=== What this exercise asks ===
- 1) According to the passage on giving alms, what is the greatest charity?
- 2) Write out the passage on giving alms between "The manner of" and "even more marked.", inclusive.

— Start Excerpted text —

When giving charity and the alms tax, this must be done truly with compassion, benignity, as though you were giving to yourselves, with the understanding that this is one of the tableaux of Divine destiny and that you could have just as easily have been in such a predicament. That is to say, the situation of one who receives the alms tax changes in accordance with the state of your heart. That state in your heart reflects on them. However sincere your heart is when giving, you will feel that same sincerity from the person across you, in return. If you rush to give and then leave, the spiritual blessing you receive will be in accordance with your attitude.

The manner of presentation holds great importance. If one were to present their alms as though they were presenting it to Allah, with the sense of thankfulness and in the consciousness of this being yet another Divine favour, the spiritual taste they receive will be greater. The greatest charity is that which is given to those in need personally. If it is given in respect and with thanks, by virtue of its relieving one of a religious obligation, then of course the spiritual illumination to be received will be even more marked.

— End Excerpted text —
— Start Recorded information —

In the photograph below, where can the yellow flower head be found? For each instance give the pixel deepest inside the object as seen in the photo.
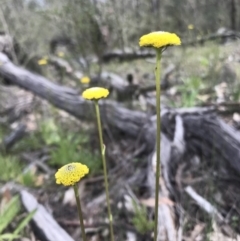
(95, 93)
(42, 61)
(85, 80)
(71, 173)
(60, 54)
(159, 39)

— End Recorded information —

=== Answer list ===
- 1) The greatest charity is that which is given to those in need personally.

- 2)
The manner of presentation holds great importance. If one were to present their alms as though they were presenting it to Allah, with the sense of thankfulness and in the consciousness of this being yet another Divine favour, the spiritual taste they receive will be greater. The greatest charity is that which is given to those in need personally. If it is given in respect and with thanks, by virtue of its relieving one of a religious obligation, then of course the spiritual illumination to be received will be even more marked.